● **RUMUSAN TUGAS A**:
Menurut kutipan teks tentang shirataki, dari umbi apa shirataki berasal?

• • • • • • •

Shirataki, Alternatif Pangan Sehat Yang Kaya Serat

Oleh : Rina Maulidiyah, Halal Auditor 

Shirataki, makanan yang berasal dari umbi konjak kini semakin diminati di kalangan pecinta kuliner sehat. Dengan kandungan kalori yang rendah dan kaya akan serat, shirataki menjadi pilihan ideal bagi masyarakat yang ingin menjaga pola makan seimbang tanpa mengorbankan rasa. Makanan ini pun relatif mudah dan cepat untuk diolah. Bagaimana aspek kehalalannya? Perlukah Shirataki disertifikasi halal BPJPH melalui Lembaga Pemeriksa Halal (LPH) LPPOM ?

Keunikan shirataki terletak pada teksturnya yang kenyal serta kemampuannya untuk menyerap rasa dari bumbu. Hal ini menjadikannya alternatif menarik untuk diolah dengan mudah dan cepat menjadi berbagai hidangan, mulai dari mie hingga salad. Seiring dengan meningkatnya permintaan terhadap shirataki, muncul pertanyaan terkait kehalalan dan keamanannya.

Shirataki adalah makanan yang terbuat dari konjak glukomanan, yang berasal dari umbi konjak (Amorphophallus konjac)[1]. Konjak glukomanan adalah serat pangan yang terdiri dari unit D-glukosa dan D-mannosa yang terhubung melalui ikatan glikosidik β-1,4, dengan sedikit kelompok asetil.

• • • • • • •

● **RUMUSAN TUGAS B**:
Ambil setiap baris dalam entri yang memuat kata "tall". Huruf besar dan huruf kecil dibedakan.

• • • • • • •

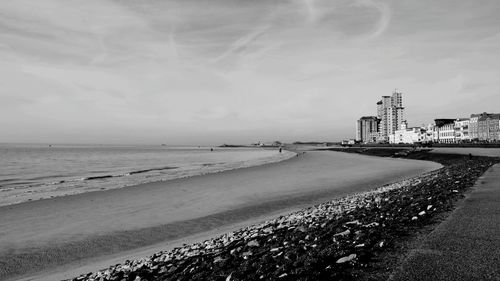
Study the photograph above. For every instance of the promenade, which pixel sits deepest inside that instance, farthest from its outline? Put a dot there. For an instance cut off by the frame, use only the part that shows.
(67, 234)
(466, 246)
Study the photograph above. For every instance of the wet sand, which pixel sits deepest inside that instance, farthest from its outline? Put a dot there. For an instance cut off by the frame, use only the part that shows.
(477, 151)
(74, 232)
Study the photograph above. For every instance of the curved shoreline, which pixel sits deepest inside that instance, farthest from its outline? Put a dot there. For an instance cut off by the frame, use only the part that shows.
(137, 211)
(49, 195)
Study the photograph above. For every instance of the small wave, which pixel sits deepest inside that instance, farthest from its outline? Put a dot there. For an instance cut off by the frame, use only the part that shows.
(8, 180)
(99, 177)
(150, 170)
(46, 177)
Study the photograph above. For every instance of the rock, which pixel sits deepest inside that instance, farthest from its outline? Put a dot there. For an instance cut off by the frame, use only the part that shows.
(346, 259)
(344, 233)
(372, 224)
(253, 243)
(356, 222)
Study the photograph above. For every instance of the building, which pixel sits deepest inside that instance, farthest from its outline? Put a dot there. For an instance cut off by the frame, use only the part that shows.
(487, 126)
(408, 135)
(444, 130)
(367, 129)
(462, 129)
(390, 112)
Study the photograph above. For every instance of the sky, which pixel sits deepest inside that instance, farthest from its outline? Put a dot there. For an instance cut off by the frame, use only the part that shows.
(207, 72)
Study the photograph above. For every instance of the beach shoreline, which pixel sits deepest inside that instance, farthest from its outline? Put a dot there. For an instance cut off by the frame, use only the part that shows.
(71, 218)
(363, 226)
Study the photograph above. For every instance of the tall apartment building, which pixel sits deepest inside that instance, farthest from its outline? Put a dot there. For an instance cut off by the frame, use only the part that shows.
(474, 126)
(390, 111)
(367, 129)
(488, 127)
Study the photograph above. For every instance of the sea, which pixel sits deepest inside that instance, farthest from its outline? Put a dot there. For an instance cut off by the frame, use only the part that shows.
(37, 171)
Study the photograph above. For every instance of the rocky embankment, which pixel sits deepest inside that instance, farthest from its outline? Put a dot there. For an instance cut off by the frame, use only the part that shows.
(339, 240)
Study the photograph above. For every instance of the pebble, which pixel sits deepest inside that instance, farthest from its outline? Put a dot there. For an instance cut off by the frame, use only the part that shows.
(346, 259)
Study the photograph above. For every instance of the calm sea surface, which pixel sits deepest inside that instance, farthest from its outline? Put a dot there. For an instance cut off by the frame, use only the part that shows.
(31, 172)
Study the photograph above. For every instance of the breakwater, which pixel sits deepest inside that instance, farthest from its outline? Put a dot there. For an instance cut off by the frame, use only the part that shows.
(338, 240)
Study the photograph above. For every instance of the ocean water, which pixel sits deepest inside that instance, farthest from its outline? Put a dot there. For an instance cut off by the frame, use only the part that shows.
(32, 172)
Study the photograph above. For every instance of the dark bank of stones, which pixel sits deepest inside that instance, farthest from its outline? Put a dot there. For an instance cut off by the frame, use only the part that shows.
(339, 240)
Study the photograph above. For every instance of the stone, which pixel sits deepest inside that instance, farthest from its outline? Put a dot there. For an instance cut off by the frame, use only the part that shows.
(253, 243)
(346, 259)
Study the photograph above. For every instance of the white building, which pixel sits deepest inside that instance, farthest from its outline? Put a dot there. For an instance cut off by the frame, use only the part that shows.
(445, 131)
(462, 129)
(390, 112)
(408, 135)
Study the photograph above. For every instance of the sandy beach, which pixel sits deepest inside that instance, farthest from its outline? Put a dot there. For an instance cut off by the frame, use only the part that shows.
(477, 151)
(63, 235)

• • • • • • •

● **JAWABAN LENGKAP A**:
Shirataki berasal dari umbi konjak (Amorphophallus konjac).

● **JAWABAN LENGKAP B**:
Study the photograph above. For every instance of the tall apartment building, which pixel sits deepest inside that instance, farthest from its outline? Put a dot there. For an instance cut off by the frame, use only the part that shows.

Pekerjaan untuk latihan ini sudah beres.